▶ Written instruction
Recast every line of the entries below as a Markdown table with two columns, Row and Line. Number the rows in order and skip any blank lines.
=== Given records ===
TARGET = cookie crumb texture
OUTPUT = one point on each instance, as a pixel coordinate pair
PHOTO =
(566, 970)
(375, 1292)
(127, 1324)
===
▶ Solution for this exercise
| Row | Line |
|---|---|
| 1 | TARGET = cookie crumb texture |
| 2 | OUTPUT = one point on each instance, as a pixel coordinate pair |
| 3 | PHOTO = |
| 4 | (566, 970) |
| 5 | (375, 1292) |
| 6 | (127, 1324) |